* Problem to solve *
Reformat all of the data below into a numbered list, leaving out any blank lines.

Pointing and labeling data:
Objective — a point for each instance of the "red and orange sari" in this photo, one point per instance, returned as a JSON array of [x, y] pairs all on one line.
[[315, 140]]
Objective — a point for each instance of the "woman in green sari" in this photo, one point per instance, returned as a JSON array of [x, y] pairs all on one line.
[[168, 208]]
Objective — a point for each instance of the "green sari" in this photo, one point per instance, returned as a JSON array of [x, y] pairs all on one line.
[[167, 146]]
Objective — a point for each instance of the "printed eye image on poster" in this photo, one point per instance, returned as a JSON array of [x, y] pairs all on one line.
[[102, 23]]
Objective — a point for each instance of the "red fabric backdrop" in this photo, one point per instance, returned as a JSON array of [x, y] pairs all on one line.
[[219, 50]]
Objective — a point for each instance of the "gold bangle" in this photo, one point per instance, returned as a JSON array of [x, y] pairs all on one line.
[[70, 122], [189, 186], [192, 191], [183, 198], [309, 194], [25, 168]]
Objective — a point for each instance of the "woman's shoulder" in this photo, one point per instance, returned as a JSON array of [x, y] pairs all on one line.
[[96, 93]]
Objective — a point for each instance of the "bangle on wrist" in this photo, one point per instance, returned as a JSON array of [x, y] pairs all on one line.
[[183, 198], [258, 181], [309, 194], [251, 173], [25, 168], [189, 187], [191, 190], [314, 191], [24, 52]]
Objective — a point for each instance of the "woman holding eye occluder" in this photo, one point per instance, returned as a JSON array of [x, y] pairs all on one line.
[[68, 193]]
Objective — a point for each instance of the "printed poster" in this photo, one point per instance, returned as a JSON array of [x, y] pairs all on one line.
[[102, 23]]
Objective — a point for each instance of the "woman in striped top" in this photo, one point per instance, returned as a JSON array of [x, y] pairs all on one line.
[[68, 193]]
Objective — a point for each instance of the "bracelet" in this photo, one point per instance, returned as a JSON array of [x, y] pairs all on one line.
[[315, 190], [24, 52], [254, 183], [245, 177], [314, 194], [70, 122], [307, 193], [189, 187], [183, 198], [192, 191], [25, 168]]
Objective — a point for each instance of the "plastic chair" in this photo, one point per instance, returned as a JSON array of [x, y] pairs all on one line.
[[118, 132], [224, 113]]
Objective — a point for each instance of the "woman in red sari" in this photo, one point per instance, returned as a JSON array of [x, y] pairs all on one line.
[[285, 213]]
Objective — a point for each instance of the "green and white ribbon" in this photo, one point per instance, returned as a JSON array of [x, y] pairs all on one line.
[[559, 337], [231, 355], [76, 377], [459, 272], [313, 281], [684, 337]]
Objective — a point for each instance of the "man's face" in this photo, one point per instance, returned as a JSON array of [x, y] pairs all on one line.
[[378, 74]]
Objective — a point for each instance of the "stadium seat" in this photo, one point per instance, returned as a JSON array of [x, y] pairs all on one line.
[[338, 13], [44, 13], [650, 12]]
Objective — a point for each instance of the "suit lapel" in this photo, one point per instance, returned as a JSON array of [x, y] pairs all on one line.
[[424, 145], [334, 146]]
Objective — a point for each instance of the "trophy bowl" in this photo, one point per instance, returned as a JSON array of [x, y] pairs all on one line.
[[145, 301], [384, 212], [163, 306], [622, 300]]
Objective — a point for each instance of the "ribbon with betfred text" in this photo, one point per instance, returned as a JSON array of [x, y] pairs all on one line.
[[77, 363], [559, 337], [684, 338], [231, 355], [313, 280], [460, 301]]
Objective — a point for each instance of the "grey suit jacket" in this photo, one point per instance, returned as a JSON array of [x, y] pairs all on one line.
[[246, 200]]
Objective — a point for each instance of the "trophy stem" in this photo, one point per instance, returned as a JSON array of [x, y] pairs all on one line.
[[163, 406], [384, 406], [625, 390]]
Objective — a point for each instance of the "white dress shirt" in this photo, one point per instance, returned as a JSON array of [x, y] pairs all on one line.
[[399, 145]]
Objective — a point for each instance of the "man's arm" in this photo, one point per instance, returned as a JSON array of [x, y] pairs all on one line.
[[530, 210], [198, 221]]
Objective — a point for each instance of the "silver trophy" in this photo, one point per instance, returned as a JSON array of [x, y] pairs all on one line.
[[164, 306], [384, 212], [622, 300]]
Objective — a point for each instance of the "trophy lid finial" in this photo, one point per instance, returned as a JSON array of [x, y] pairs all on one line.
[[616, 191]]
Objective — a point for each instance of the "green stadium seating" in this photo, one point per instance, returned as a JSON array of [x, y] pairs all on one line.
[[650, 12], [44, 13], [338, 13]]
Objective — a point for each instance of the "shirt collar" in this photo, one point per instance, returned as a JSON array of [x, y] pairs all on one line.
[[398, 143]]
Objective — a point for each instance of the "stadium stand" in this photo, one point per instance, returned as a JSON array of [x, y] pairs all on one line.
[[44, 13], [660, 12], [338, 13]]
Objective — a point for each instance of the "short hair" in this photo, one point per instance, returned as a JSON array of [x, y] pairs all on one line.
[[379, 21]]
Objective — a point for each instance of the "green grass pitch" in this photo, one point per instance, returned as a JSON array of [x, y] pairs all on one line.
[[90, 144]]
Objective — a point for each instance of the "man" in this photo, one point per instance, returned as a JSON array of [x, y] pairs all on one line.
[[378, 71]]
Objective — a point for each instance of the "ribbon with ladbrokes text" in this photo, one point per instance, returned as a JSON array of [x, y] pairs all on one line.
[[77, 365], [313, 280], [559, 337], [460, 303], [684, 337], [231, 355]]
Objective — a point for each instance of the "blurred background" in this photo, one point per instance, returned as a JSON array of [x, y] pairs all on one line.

* Reply to the task *
1. Objective — a point for each instance of the "red and orange sari" in this photo, one point per instance, returned as a JSON array of [x, y] pairs all on one line.
2. [[315, 140]]
3. Objective — a point for each instance of the "woman in green sari" in this photo, one point per instance, returned as a JSON array of [x, y] pairs all on one line.
4. [[168, 208]]
5. Objective — a point for each instance of the "green sari" in this photo, one point per instance, returned as a JSON array of [x, y] pairs all on one line.
6. [[167, 146]]
7. Objective — a point for each instance of the "printed eye image on poster" in this photo, one point per instance, returned as a JSON array of [x, y] pairs all on one line.
8. [[102, 23]]
9. Objective — a point for each instance of the "red fabric backdrop" in this photo, one point per instance, returned as a JSON array of [x, y] pairs all on one line.
10. [[219, 50]]
11. Objective — a point for each instance of the "gold bangle" in this photo, one point per instance, returned as a JSON array of [x, y] pairs all on one line.
12. [[70, 122], [189, 186], [192, 191], [183, 198], [309, 194], [25, 168]]
13. Objective — a point for each instance of the "woman's shoulder" in this photo, one point per instance, returned as a JSON array of [x, y] pairs all on one line.
14. [[96, 93]]
15. Objective — a point for each instance of the "bangle on wrist" in this photo, one point per instance, returned as a JSON array of [x, y] pairs all on one line.
16. [[183, 198], [258, 181], [309, 194], [251, 173], [25, 168], [189, 187], [191, 190], [314, 191], [24, 52]]
17. Objective — a point for each instance of the "woman holding eye occluder" in this photo, one point per instance, returned as a JSON array of [x, y] pairs all on one line.
18. [[68, 193]]
19. Objective — a point for each instance of the "printed poster" in this photo, one point per instance, returned as a JSON array of [x, y] pairs all on one line.
20. [[102, 23]]
21. Objective — a point for each instance of the "woman in striped top" in this photo, one point per instance, returned as a JSON array of [x, y] pairs all on one line.
22. [[68, 193]]
23. Objective — a point for each instance of the "bracelet" in this photo, one point per instance, returned as a JSON array of [x, y] pairs all on one line.
24. [[315, 190], [24, 52], [254, 183], [245, 177], [314, 194], [70, 122], [307, 193], [189, 187], [183, 198], [192, 191], [25, 168]]
25. Objective — a point for each instance of the "plastic chair" in this photo, one point per instance, returned as a JSON array of [x, y] pairs all on one line.
26. [[118, 132], [224, 113]]
27. Objective — a point for each instance of the "woman in red sari" in this photo, one point per instance, returned as a JSON array of [x, y] pairs all on one line.
28. [[285, 213]]
29. Objective — a point for each instance of the "green and white ribbon" in this photo, one point per instance, returned as a JSON array of [x, y] pairs all on one line.
30. [[559, 337], [231, 355], [76, 377], [459, 272], [313, 281], [684, 337]]
31. Objective — a point for each instance of the "man's face" in this photo, one point per instance, returned as a JSON array of [x, y] pairs all on one line.
32. [[378, 74]]
33. Objective — a point for each instance of the "stadium seat" in this photo, one point per instance, returned as a JSON array of [x, y] pairs all on one line.
34. [[338, 13], [44, 13], [650, 12]]
35. Objective — a point for each instance of the "suit lapel" in this photo, one point per instance, returned as a JSON array of [x, y] pairs all on one line.
36. [[424, 145], [334, 146]]
37. Objective — a point for each instance of the "trophy bowl" in this photo, one point per instance, returned as a JSON array of [x, y] pairs all on one line.
38. [[145, 301], [384, 212], [163, 306], [622, 300]]
39. Objective — a point for each instance of the "ribbon with betfred text" in this photo, one point per instance, returned as a JSON array of [x, y] pairs all on one line.
40. [[77, 363], [559, 337], [684, 338], [231, 355], [313, 280], [460, 301]]
41. Objective — a point for each instance of the "grey suit jacket" in this photo, one point per instance, returned as a JSON array of [x, y] pairs all on one line.
42. [[246, 200]]
43. Objective — a point for each instance of the "trophy stem" in this photo, one point per instance, returned as a JSON array of [x, y] pairs all on one line.
44. [[163, 406], [384, 406], [625, 390]]
45. Objective — a point for each instance of the "white dress shirt" in this photo, one point per instance, returned as a JSON array of [x, y] pairs all on one line.
46. [[399, 145]]
47. Objective — a point for each instance of the "man's arm" in this photo, one point per instance, returned as a JSON array of [x, y] pairs all on one line.
48. [[530, 210], [198, 221]]
49. Objective — a point for each instance of the "silver trophy" in this photo, one point per instance, returned as a JSON array of [x, y] pairs all on one line.
50. [[164, 306], [384, 212], [622, 300]]
51. Objective — a point for each instance of the "trophy lid finial" in this photo, one point per instance, returned as a JSON array of [x, y] pairs all on one line.
52. [[616, 191]]
53. Objective — a point for each instance of the "green stadium seating" in this photo, one point per instance, returned as a JSON array of [x, y] pairs all on one line.
54. [[650, 12], [44, 13], [338, 13]]
55. Objective — a point for each instance of the "shirt collar" in this photo, one point per instance, returned as a JSON array of [x, y] pairs all on one line.
56. [[398, 143]]
57. Objective — a point for each instance of the "stadium stand" in this photo, one point per instance, returned as a JSON array of [x, y] pairs all on one line.
58. [[44, 13], [660, 12], [338, 13]]
59. Objective — a point for each instance of the "short hair" in this photo, one point per instance, returned as a JSON array of [x, y] pairs all on one line.
60. [[379, 21]]
61. Objective — a point for each instance of the "green grass pitch" in this photo, one point per instance, returned as a JSON array of [x, y] pairs all on one line.
62. [[90, 144]]
63. Objective — a point for each instance of the "man" in this photo, one point per instance, returned as a JSON array of [x, y] pairs all on one line.
64. [[378, 71]]
65. Objective — a point for each instance of the "ribbon with ladbrokes text" in this photo, one point per instance, returned as a JSON array of [x, y] pairs all on one line.
66. [[77, 365], [313, 280], [559, 337], [460, 303], [684, 337], [231, 355]]
67. Objective — a point for each instance of the "blurred background" in this photo, one point per instance, returned as a JSON array of [x, y] pairs all on one line.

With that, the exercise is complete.